:: Supplied material ::
[Start of Attachment]
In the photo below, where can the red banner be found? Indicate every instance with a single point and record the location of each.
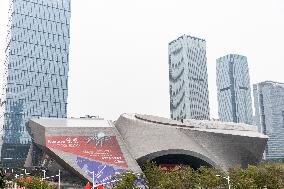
(98, 147)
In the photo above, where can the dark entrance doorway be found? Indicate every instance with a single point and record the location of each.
(180, 159)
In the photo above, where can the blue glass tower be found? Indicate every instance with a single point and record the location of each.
(234, 92)
(36, 70)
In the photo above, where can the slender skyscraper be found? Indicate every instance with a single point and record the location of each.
(188, 78)
(233, 88)
(269, 116)
(35, 80)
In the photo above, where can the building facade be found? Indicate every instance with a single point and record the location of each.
(233, 88)
(36, 70)
(269, 116)
(188, 79)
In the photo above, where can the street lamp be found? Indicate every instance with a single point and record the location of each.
(227, 178)
(44, 171)
(58, 178)
(93, 178)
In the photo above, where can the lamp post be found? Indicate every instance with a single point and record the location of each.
(227, 178)
(58, 178)
(44, 171)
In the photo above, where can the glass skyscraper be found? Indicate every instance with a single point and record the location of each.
(233, 88)
(36, 70)
(269, 116)
(188, 78)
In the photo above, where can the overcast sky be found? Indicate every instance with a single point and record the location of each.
(119, 49)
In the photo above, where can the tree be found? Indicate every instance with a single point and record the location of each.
(206, 178)
(2, 179)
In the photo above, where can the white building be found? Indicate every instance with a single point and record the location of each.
(233, 88)
(269, 116)
(188, 78)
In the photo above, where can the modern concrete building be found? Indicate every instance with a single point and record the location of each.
(269, 116)
(35, 80)
(81, 146)
(233, 88)
(188, 79)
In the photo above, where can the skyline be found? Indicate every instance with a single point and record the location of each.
(129, 67)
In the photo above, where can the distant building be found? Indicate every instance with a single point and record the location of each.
(233, 88)
(269, 116)
(35, 80)
(188, 79)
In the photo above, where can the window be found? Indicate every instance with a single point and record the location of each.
(283, 117)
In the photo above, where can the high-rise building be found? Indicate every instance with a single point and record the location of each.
(36, 70)
(233, 88)
(188, 78)
(269, 116)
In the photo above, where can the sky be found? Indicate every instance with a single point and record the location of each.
(119, 49)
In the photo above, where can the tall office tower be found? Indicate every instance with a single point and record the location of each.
(233, 88)
(36, 70)
(269, 113)
(188, 78)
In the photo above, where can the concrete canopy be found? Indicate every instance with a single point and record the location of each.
(84, 145)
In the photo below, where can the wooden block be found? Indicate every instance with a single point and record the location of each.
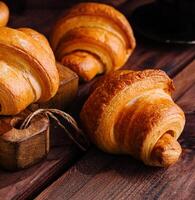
(20, 148)
(67, 90)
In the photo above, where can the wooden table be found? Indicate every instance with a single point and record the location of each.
(69, 174)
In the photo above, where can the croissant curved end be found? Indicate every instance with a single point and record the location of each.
(28, 71)
(98, 30)
(132, 112)
(4, 14)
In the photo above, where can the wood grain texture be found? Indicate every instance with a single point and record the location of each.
(122, 175)
(18, 148)
(103, 176)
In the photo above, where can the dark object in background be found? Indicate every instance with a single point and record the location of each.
(16, 6)
(170, 21)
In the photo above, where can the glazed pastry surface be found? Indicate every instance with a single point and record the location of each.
(92, 38)
(4, 14)
(132, 112)
(28, 71)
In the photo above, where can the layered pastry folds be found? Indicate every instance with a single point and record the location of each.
(132, 112)
(4, 14)
(92, 38)
(28, 71)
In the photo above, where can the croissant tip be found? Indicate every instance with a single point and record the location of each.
(166, 151)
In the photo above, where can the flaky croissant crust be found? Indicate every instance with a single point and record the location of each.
(4, 14)
(28, 70)
(97, 10)
(129, 111)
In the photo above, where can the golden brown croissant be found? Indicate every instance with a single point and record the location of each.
(92, 38)
(4, 14)
(28, 71)
(132, 112)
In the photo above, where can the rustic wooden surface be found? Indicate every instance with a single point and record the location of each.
(98, 175)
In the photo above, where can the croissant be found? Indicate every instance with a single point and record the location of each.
(28, 71)
(132, 112)
(92, 38)
(4, 14)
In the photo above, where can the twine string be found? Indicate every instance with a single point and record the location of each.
(51, 113)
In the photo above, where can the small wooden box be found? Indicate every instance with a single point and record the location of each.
(22, 148)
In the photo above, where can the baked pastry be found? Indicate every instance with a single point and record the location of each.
(92, 38)
(28, 71)
(4, 14)
(132, 112)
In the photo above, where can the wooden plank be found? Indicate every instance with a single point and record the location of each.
(102, 176)
(28, 182)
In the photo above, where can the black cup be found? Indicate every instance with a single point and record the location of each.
(170, 21)
(180, 14)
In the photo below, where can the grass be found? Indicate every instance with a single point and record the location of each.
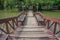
[End of Attachment]
Give the entries above again in full and exactly, but not the pictures.

In the photo below, where can the red banner be found? Indicate every instance with a single point and record the location of each.
(98, 147)
In the photo above, where can the dark entrance doorway be found? Indicate every instance with a single point and record the location of each.
(180, 159)
In the photo above, where can the blue glass tower be found? Indicate every instance with a single point and record the location of each.
(234, 92)
(36, 70)
In the photo above, where can the slender skyscraper be found? Indicate every instance with a single point and record the location of each.
(188, 78)
(233, 88)
(269, 116)
(35, 80)
In the photo above, where can the building facade be found? Indicate every instance with a single point and record the location of each.
(233, 88)
(36, 70)
(269, 116)
(188, 79)
In the photo above, where can the street lamp be found? Indicate every instance with a single point and record the location of each.
(227, 178)
(44, 171)
(58, 178)
(93, 178)
In the photo above, where can the lamp post be found? Indicate every instance with a single point and record the location of each.
(227, 178)
(58, 178)
(44, 171)
In the photo above, where can the glass skyscraper be found? Indicate every instance with a single point and record the location of each.
(233, 88)
(36, 70)
(269, 116)
(188, 78)
In the photo above, where can the overcast sky be found? Indicate every instance with a single point and record the location of each.
(119, 49)
In the photo above, where can the tree be found? Indicate every instance with a single point and record the location of each.
(206, 178)
(2, 179)
In the photo above, where can the white building be found? Indicate every instance with a single point and record the location of each.
(233, 88)
(269, 116)
(188, 78)
In the photo above, where can the modern concrete building be found? Indicate every instance with a single point and record the location of each.
(269, 116)
(35, 80)
(81, 146)
(233, 88)
(188, 79)
In the photo above, where can the skyline be found? Indicate every instance with a single point and record the location of each.
(129, 67)
In the photo above, where can the distant building be found? Indicate every instance with a single point and record the location of each.
(233, 88)
(269, 116)
(35, 80)
(188, 79)
In the photo above, where can the window be found? Indicate every instance with a single point and record the location of each.
(283, 117)
In the photo above, where can the high-rise building be found? Indicate every instance with a single point and record the location of each.
(36, 70)
(233, 88)
(188, 78)
(269, 116)
In the photo above, where can the sky be found? Indicate every instance with a single point and record the location of each.
(119, 49)
In the photo above, where can the tall office tower be found? Indicate every instance with a single point and record the location of each.
(233, 88)
(36, 70)
(269, 113)
(188, 78)
In the photo above, where can the concrete canopy be found? Indicate every instance with a single point and record the location of each.
(84, 145)
In the photo below, where can the wooden block be found? Indicate every instance with a single point and record the location of each.
(20, 148)
(67, 90)
In the photo above, where can the wooden table be found? Indicate every instance with a single point and record the location of each.
(69, 174)
In the photo above, where can the croissant curved end be found? Indicate every instance with a single point and record the location of each.
(28, 71)
(98, 30)
(132, 112)
(4, 14)
In the photo above, where can the wood grain texture be found? Indicate every instance with a single point and record the location of each.
(122, 175)
(18, 148)
(103, 176)
In the photo above, where can the dark object in background be found? Indicate every instance with a single point and record the location of each.
(16, 6)
(170, 21)
In the photo above, where can the glazed pastry surface be found? Indicate every instance with a single point and record the location of each.
(92, 38)
(4, 14)
(132, 112)
(28, 71)
In the photo above, where can the layered pastry folds be found? Indicate every instance with a single point and record the location of each.
(132, 112)
(4, 14)
(92, 38)
(28, 71)
In the photo above, where can the croissant tip be found? Indicate every instance with a single point and record the location of each.
(166, 151)
In the photo above, where can the flaky croissant crust be found? Indicate every instance with a single point and record the location of each.
(4, 14)
(28, 70)
(97, 10)
(129, 111)
In the photo above, where can the golden brown croissant be found? Indicate every instance with a single point and record the location of each.
(92, 38)
(4, 14)
(28, 71)
(132, 112)
In the photo above, where can the rustic wooden surface be found? Indicate every instance with a single point and record the location of each.
(98, 175)
In the photo above, where can the croissant be found? Indicate every instance with a single point and record the location of each.
(28, 71)
(132, 112)
(92, 38)
(4, 14)
In the photo above, where can the twine string be found? Indicate every instance with a single point and record the location of each.
(51, 113)
In the photo above, where can the small wooden box be found? Indicate every instance with a single point and record the location of each.
(22, 148)
In the photo above, where can the baked pastry be found? Indicate every instance with a single point and record the location of each.
(92, 38)
(28, 71)
(4, 14)
(132, 112)
In the photo above, where can the wooden plank be found? Indicate every instance with a single point and record the location of each.
(102, 176)
(28, 182)
In the photo above, where can the black cup be found? Indicate every instance with a single point and record the location of each.
(170, 21)
(180, 14)
In the photo below, where can the grass be found? Indicate every instance with a single point and record the location of each.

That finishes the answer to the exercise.